The exercise: Convert the items below into a two-column CSV with the header item_text,answer and one row for each item. Put the item's text and its answer each in a single quoted field, replace any line breaks with spaces, and leave the pictures out.

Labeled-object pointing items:
☆ ☆ ☆ ☆ ☆ ☆ ☆
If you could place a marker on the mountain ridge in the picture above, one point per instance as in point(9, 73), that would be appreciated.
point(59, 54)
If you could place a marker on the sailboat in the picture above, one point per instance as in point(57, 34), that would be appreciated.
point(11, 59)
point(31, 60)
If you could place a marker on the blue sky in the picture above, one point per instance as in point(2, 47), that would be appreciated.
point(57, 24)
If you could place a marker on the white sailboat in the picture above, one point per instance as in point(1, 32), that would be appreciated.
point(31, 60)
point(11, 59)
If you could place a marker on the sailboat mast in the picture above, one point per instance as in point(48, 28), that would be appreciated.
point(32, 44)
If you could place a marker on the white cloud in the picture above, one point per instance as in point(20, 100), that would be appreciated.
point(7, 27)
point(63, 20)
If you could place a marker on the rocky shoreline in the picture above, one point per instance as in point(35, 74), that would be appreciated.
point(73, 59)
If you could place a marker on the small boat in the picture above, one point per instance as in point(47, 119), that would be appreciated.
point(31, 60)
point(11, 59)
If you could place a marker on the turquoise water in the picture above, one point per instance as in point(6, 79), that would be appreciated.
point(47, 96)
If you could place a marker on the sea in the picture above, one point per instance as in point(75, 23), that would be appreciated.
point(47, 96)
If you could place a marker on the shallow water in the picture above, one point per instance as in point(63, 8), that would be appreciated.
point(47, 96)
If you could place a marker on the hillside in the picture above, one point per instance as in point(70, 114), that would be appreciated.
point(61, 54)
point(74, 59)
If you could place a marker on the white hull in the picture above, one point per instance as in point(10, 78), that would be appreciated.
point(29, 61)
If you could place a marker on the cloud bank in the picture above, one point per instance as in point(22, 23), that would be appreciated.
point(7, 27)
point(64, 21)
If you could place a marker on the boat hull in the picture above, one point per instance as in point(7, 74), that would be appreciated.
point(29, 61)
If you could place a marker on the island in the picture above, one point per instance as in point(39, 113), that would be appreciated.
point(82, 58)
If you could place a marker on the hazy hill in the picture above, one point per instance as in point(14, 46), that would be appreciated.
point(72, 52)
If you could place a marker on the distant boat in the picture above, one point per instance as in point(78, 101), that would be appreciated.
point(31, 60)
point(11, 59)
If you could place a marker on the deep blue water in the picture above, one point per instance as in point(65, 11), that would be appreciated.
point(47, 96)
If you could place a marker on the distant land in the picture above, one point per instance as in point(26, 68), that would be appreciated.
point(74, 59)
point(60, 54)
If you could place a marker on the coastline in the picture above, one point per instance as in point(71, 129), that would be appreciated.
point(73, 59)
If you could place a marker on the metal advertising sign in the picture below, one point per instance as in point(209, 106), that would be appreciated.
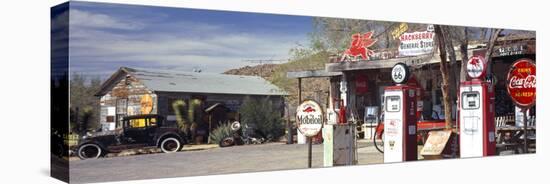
point(400, 73)
point(309, 117)
point(476, 67)
point(398, 31)
point(522, 83)
point(359, 47)
point(416, 43)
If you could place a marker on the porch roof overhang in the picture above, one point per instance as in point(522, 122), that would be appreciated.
point(379, 64)
point(311, 74)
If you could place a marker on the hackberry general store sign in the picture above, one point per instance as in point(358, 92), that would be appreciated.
point(522, 83)
point(416, 43)
point(309, 118)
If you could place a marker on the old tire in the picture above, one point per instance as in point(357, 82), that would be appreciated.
point(170, 145)
point(226, 142)
point(89, 151)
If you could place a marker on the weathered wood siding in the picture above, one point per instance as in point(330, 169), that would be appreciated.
point(124, 99)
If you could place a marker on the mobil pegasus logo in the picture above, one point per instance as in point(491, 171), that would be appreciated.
point(309, 109)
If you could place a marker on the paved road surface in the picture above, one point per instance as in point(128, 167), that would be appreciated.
point(237, 159)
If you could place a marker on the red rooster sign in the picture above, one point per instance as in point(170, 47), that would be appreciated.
point(359, 46)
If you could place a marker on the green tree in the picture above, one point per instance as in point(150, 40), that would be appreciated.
point(261, 114)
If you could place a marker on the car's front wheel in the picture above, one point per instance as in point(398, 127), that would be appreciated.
point(170, 145)
point(89, 151)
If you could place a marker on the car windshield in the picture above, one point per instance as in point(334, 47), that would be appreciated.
point(141, 122)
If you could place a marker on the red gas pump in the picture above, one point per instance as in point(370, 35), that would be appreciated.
point(400, 142)
point(477, 112)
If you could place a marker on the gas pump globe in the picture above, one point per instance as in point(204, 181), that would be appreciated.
point(477, 126)
point(400, 118)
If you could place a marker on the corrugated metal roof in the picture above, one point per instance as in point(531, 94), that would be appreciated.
point(193, 82)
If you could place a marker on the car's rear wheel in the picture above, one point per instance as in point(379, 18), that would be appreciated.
point(170, 145)
point(89, 151)
point(226, 142)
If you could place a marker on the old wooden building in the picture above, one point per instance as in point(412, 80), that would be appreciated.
point(204, 99)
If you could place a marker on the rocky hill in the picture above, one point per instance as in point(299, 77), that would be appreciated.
point(312, 88)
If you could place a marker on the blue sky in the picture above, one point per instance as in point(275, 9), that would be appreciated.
point(104, 37)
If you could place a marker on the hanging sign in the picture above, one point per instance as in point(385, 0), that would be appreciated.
point(361, 84)
point(398, 31)
point(416, 43)
point(309, 118)
point(522, 83)
point(476, 67)
point(400, 73)
point(359, 47)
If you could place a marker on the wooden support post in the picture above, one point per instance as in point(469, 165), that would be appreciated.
point(310, 140)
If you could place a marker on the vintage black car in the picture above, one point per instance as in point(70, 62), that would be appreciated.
point(138, 131)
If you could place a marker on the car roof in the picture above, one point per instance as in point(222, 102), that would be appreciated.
point(142, 116)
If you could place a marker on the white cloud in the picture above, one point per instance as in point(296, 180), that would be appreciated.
point(96, 47)
point(81, 18)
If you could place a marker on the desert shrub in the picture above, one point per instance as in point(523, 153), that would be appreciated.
point(261, 114)
point(223, 130)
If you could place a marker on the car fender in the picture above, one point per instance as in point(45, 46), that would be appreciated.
point(101, 145)
point(174, 134)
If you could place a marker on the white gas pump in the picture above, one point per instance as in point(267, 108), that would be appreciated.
point(477, 126)
point(400, 118)
point(338, 138)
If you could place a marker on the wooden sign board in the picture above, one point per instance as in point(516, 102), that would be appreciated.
point(435, 144)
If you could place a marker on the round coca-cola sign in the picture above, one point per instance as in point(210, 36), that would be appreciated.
point(476, 67)
point(309, 117)
point(522, 82)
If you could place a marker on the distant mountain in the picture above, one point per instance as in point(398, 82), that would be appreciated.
point(312, 88)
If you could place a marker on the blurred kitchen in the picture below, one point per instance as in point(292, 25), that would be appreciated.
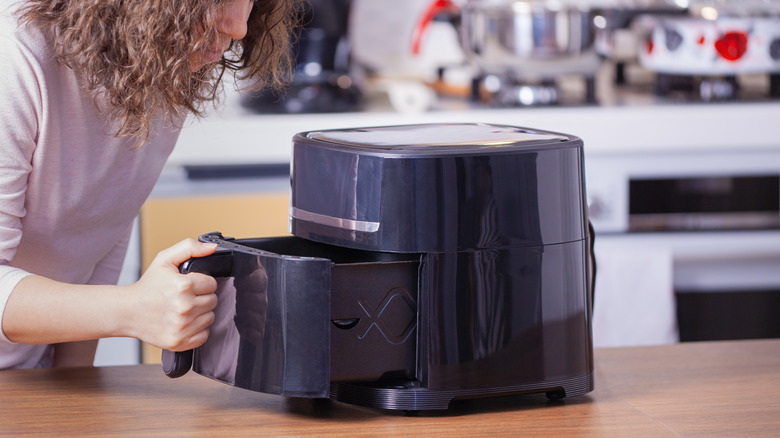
point(678, 103)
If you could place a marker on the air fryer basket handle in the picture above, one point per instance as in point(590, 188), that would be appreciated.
point(219, 264)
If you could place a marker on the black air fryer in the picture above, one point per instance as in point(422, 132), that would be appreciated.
point(427, 263)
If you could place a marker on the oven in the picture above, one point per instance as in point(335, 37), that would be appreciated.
point(688, 244)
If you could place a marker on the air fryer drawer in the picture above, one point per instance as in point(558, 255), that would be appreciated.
point(295, 315)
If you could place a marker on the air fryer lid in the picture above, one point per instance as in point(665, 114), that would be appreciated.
point(437, 187)
point(456, 138)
☆ ☆ ☆ ☆ ☆ ☆ ☆
Full answer:
item_text,answer
"If you could place a marker on the mountain ridge in the picture above, one point per instance as in point(9, 73), that would be appreciated.","point(59, 54)"
"If you could place a marker on the sailboat in the picture above, one point per instance as in point(57, 34), that would be appreciated.","point(11, 59) point(31, 60)"
"If you could place a marker on the blue sky in the picture above, one point per instance as in point(2, 47), that would be appreciated.","point(57, 24)"
"If you could place a marker on the white sailboat in the picture above, one point per instance as in point(1, 32), that would be appreciated.","point(31, 60) point(11, 59)"
"If you could place a marker on the sailboat mast in the picture above, one point per instance as in point(48, 28), that would be appreciated.","point(32, 44)"
"If you could place a marker on the white cloud in the picture above, one point per instance as in point(20, 100), that would be appreciated.","point(7, 27) point(63, 20)"
"If you could place a marker on the rocky shoreline in the picture above, one point per instance as in point(35, 74), that would be appreciated.","point(73, 59)"
"If you could place a marker on the small boat in the picture above, one point per instance as in point(47, 119), that would be appreciated.","point(31, 60) point(11, 59)"
"If you could place a marker on the turquoise water in the picture above, one point per instance as in point(6, 79), that would be appreciated.","point(47, 96)"
"If you could place a marker on the sea in the picture above, one point per instance as in point(75, 23), that would be appreciated.","point(47, 96)"
"If you could place a marker on the shallow water in the picture above, one point per instance as in point(63, 8), that would be appreciated.","point(47, 96)"
"If you could place a marker on the hillside in the picture above, one point per instance as in point(70, 114), that would be appreciated.","point(61, 54) point(74, 59)"
"If you could place a marker on the white hull in the picture above, one point per instance as in point(10, 78), that would be appreciated.","point(29, 61)"
"If you could place a marker on the cloud bank in the picture above, one point per instance as in point(22, 23), that would be appreciated.","point(7, 27) point(64, 21)"
"If you could place a marker on the boat hull in the picture above, one point per instance as in point(7, 74), that would be appreciated.","point(29, 61)"
"If you could place a marker on the island in the picture above, one point per instance as in point(39, 113), that would be appreciated.","point(82, 58)"
"If you could place a marker on the hazy hill in the picture above, one point per instance as in point(14, 46), that would be appreciated.","point(72, 52)"
"If you could place a marker on the distant boat in the picture above, one point per instance as in point(78, 101), that would be appreciated.","point(31, 60) point(11, 59)"
"If you could place a marker on the deep blue water in the picture above, one point per instance as in point(65, 11), that would be appreciated.","point(47, 96)"
"If you could place a marker on the distant land in the picture above, one point per instance as in point(26, 68), that would be appreciated.","point(74, 59) point(60, 54)"
"If you could place a marker on the coastline in the picture above, one point per instance as in point(71, 129), that would be appreciated.","point(73, 59)"
"If you could place a marker on the metal advertising sign in the picture below, one point per instance as in point(209, 106), that would be appreciated.","point(400, 73) point(309, 117) point(476, 67) point(398, 31) point(522, 83) point(359, 47) point(416, 43)"
"If you could place a marker on the porch roof overhang in the picture above, one point per instance as in point(522, 122), that would be appreciated.","point(379, 64) point(311, 74)"
"If you could place a marker on the hackberry general store sign in the picture above, one point per instance as in point(358, 92), that would be appreciated.","point(522, 83) point(416, 43) point(309, 118)"
"If you could place a marker on the old tire in the picture above, one point per instance as in point(357, 82), that would be appreciated.","point(170, 145) point(226, 142) point(89, 151)"
"If you could place a marker on the weathered wood siding in the picture above, one point per instance as in point(330, 169), that would be appreciated.","point(124, 99)"
"If you could place a marker on the mobil pegasus logo in the picture above, one point per instance as in point(491, 171), that would be appreciated.","point(309, 109)"
"If you could place a marker on the paved road surface in the picture above, one point per instance as in point(128, 167), that would be appreciated.","point(237, 159)"
"If you could place a marker on the red rooster sign in the picture above, one point per instance as in point(170, 47), that would be appreciated.","point(359, 46)"
"If you could place a marker on the green tree in the picture above, one point per instance as in point(150, 40), that would be appreciated.","point(261, 114)"
"If you could place a marker on the car's front wheel in the picture above, one point per instance as in point(398, 127), that would be appreciated.","point(170, 145) point(89, 151)"
"If you could place a marker on the car windshield in the picture above, one point per instance as in point(334, 47), that would be appreciated.","point(141, 122)"
"If you could place a marker on the red gas pump in the picture above, one point per instance as in point(370, 35), that would be appreciated.","point(400, 142) point(477, 112)"
"If you could place a marker on the gas pump globe in the picture above, one point per instance as in point(204, 181), that would be appreciated.","point(477, 126) point(400, 118)"
"If you could place a marker on the corrugated metal roof in the picture above, one point per instance as in point(531, 94), that would be appreciated.","point(193, 82)"
"If you could place a marker on the car's rear wheel in the picture above, one point per instance as in point(379, 18), that would be appreciated.","point(170, 145) point(89, 151) point(226, 142)"
"If you could place a marker on the old wooden building in the picture above, one point per instance as in point(412, 80), that would be appreciated.","point(204, 99)"
"If you could place a marker on the rocky hill in the picture above, one point per instance as in point(299, 77), that would be appreciated.","point(312, 88)"
"If you could place a marker on the blue sky in the picture above, one point per instance as in point(275, 9), that would be appreciated.","point(104, 37)"
"If you could place a marker on the hanging sign in the picture above, one point per instance as in point(385, 0), that would be appreciated.","point(361, 84) point(398, 31) point(416, 43) point(309, 118) point(522, 83) point(476, 67) point(400, 73) point(359, 47)"
"If you could place a marker on the wooden support post in the picture above, one point per instance as in point(469, 165), that would be appreciated.","point(310, 140)"
"If you could place a marker on the vintage black car in the picture above, one point per instance as in point(70, 62), that would be appreciated.","point(138, 131)"
"If you could place a marker on the car roof in the picture above, one point per instance as in point(222, 102), that would be appreciated.","point(142, 116)"
"If you could place a marker on the white cloud in the picture above, one point per instance as in point(296, 180), that would be appreciated.","point(96, 47) point(81, 18)"
"If you could place a marker on the desert shrub in the picture above, one point per instance as in point(523, 153), that would be appreciated.","point(261, 114) point(223, 130)"
"If you could place a marker on the car fender in the picture above, one point per instance as in point(45, 46), that would be appreciated.","point(101, 145) point(174, 134)"
"If you could place a marker on the white gas pump in the picture above, one point per instance as in point(267, 108), that would be appreciated.","point(477, 126) point(400, 118) point(338, 138)"
"If you could place a marker on the wooden sign board in the picture above, one point per instance as in point(516, 102), that would be appreciated.","point(435, 144)"
"If you could place a marker on the round coca-cola sign in the picture above, one point per instance as in point(210, 36), that would be appreciated.","point(476, 67) point(309, 117) point(522, 82)"
"If you could place a marker on the distant mountain in the picture above, one point per instance as in point(398, 82), that would be appreciated.","point(312, 88)"
"If you could place a marker on the blurred kitchen in the picture below, one point per instance as in point(292, 25), that would be appreciated.","point(678, 103)"
"If you could place a marker on the air fryer basket handle in the picture above, one point per instance as in point(590, 188), that would be appreciated.","point(219, 264)"
"If you could place a marker on the black air fryer in the picture above, one point per instance as in point(422, 132), that would be appreciated.","point(427, 263)"
"If you could place a marker on the oven in the picture above, one point per instance as in point(335, 37), that would be appreciated.","point(688, 244)"
"If you could place a marker on the air fryer drawer in the picture above, one point per instance as in point(558, 255), that would be appreciated.","point(295, 315)"
"If you could place a marker on the air fryer lid in the picture above, one point per instance as in point(665, 114), that would be appreciated.","point(437, 187) point(456, 138)"